- DOCUMENT EXTRACT -
begin
It is end-to-end in the sense that the correctness proofs of individual components are used to discharge the assumptions of adjacent components throughout the whole stack, resulting in end-to-end theorems that only mention the top-most and bottom-most specifications, so that bugs in intermediate specifications cannot invalidate the soundness of the end-to-end statement anymore.

The method is foundational in the sense that the soundness of the proofs only relies on the foundations of mathematics and on the correctness of a small proof-checking kernel, but not on the correctness of other, domain-specific verification tools, because these tools are either proven correct once-and-for-all, or they output proofs that are checked by the kernel.

Ensuring that all the reasoning can be checked by the same small foundational kernel requires considerable effort, and the first part of this dissertation presents techniques to reduce this effort:

Omnisemantics, a new style of semantics that can be used instead of traditional small-step or big-step operational semantics, offer a smooth way of combining undefined behavior and nondeterminism, and enable forward-simulation compiler correctness proofs with nondeterministic languages, whereas previous approaches need to fall back to the much less convenient backward simulations if support for nondeterminism is needed.
end
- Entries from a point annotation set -
begin
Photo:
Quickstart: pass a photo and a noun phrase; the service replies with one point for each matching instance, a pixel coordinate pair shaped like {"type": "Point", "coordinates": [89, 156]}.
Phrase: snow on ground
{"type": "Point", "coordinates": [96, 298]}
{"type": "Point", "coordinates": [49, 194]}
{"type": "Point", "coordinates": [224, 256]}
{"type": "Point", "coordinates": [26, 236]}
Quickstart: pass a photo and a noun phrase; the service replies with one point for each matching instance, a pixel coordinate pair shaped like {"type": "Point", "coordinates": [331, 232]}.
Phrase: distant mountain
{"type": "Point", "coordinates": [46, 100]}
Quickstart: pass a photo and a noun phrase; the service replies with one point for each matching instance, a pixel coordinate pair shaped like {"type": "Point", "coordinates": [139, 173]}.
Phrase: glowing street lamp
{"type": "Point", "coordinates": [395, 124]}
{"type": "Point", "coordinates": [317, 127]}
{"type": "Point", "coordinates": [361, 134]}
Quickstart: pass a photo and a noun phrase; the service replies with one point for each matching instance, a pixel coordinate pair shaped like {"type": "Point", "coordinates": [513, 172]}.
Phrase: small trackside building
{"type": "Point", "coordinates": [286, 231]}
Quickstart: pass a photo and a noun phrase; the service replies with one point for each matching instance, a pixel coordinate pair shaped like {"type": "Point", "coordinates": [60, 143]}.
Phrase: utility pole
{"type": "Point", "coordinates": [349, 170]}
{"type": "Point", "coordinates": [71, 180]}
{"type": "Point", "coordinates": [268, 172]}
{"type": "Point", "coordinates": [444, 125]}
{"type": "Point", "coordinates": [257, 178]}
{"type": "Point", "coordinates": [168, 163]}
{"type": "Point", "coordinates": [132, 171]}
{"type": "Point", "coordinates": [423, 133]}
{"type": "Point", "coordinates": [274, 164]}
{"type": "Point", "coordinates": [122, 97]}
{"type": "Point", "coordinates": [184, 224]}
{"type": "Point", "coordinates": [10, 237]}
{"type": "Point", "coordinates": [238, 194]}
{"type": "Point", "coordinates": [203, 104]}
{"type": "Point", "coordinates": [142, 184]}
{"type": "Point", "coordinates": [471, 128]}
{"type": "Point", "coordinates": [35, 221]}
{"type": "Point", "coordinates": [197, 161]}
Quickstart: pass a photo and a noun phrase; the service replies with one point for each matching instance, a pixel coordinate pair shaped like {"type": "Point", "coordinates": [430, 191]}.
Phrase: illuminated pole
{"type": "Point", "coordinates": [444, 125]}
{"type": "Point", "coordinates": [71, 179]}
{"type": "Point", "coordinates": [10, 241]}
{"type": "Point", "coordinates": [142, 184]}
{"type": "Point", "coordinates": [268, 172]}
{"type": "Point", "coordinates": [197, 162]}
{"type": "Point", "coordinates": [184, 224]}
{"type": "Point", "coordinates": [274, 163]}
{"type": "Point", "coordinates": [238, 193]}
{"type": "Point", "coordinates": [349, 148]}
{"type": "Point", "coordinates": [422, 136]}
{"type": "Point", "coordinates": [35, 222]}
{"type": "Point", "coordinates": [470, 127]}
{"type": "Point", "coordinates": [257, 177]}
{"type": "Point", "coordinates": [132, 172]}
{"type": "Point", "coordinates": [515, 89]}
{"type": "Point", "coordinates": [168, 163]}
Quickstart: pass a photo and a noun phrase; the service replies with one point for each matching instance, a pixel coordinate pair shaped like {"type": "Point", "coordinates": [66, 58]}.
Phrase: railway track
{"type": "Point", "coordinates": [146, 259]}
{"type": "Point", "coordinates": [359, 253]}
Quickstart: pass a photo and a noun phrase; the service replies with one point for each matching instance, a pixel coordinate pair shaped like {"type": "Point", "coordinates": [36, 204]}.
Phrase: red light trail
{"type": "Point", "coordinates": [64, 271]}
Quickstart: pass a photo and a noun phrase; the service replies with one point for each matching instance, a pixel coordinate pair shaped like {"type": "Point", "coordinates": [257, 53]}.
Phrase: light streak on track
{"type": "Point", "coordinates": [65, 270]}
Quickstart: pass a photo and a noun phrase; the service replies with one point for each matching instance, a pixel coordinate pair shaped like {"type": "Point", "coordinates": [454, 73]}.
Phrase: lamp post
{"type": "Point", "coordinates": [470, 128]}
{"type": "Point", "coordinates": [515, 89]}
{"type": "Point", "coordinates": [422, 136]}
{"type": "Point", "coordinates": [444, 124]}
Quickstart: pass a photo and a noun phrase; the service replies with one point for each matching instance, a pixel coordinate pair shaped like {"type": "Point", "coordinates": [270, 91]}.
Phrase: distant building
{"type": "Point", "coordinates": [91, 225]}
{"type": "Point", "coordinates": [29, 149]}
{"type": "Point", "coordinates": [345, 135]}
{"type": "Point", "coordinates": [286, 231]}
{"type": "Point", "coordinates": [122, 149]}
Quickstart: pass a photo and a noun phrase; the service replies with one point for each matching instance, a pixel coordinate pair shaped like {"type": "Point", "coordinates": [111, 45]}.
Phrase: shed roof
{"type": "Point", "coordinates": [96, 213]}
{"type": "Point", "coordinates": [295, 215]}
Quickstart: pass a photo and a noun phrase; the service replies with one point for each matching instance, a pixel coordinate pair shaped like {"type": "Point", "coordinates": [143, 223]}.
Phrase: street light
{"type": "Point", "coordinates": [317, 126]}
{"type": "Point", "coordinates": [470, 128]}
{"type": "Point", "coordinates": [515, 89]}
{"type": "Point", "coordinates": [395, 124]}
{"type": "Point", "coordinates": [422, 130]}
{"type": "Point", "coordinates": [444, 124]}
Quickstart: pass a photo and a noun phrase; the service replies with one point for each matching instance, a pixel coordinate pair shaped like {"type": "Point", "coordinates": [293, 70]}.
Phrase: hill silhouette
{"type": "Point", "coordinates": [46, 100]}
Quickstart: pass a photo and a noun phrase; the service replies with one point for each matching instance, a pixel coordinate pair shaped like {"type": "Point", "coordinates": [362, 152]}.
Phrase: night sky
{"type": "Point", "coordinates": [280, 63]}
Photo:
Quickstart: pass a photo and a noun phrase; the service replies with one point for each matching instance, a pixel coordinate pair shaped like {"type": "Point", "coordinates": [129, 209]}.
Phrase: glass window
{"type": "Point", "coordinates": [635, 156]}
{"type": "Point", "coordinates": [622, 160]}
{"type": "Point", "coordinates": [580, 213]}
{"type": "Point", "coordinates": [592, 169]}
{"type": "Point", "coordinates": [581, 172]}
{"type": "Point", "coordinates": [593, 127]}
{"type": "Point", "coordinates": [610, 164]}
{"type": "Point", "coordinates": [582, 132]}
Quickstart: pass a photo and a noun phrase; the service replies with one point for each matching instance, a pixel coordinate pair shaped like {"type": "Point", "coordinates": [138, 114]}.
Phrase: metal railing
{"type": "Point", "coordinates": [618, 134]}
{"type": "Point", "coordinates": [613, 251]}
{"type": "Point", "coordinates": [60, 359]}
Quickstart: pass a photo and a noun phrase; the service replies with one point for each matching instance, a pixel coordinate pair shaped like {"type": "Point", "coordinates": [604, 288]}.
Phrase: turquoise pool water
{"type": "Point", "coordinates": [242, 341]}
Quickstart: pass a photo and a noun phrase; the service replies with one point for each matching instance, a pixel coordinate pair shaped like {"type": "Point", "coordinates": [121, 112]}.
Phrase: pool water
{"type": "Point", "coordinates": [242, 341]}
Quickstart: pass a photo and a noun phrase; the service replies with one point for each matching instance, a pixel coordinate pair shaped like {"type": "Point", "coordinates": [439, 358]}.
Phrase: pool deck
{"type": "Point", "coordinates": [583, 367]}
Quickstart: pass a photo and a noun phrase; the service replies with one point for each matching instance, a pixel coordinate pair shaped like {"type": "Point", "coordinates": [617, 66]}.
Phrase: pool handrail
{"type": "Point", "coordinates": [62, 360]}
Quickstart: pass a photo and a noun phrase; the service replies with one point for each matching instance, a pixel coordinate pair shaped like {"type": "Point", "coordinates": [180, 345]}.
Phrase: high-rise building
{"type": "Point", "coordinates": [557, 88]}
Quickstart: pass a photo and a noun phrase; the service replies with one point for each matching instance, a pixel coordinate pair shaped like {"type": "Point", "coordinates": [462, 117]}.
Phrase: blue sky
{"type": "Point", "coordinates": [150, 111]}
end
- TASKS AND EXERCISES -
**a)** Answer these questions about the verification passage:
(i) According to the passage, which specifications do the end-to-end theorems mention?
(ii) On what two things does the soundness of the proofs rely?
(iii) What do previous approaches fall back to when support for nondeterminism is needed?
**b)** Write a continuation of the passage on end-to-end foundational verification, picking up after its final sentence.

- ANSWERS TO EACH TASK -
**a)**
(i) Only the top-most and bottom-most specifications.
(ii) The foundations of mathematics and the correctness of a small proof-checking kernel.
(iii) The much less convenient backward simulations.

**b)**
Live Verification is proposed, a technique to turn an interactive proof assistant into a programming assistant that displays the symbolic state of the program as the user writes it and allows the user to tweak the symbolic state as long as the tweaks are provably sound. An additional convenience-improving feature is that instead of stating lengthy loop invariants, the user only needs to give the diff between the symbolic state before the loop and the desired loop invariant, resulting in shorter and more maintainable annotations. Finally, in order to make Live Verification practical, a number of additional proof techniques is presented.

The second part of the dissertation shows how these techniques were useful in three collaborative case studies: An embedded system running on a verified processor with an end-to-end proof where the software-hardware interface specification cancels out, a cryptographic server with an end-to-end proof going from high-level elliptic-curve math all the way down to machine code, and a trap handler to catch unsupported-instruction exceptions whose correctness proof combines program-logic proofs about C-level functions, a compiler correctness proof, and proofs about hand-written assembly.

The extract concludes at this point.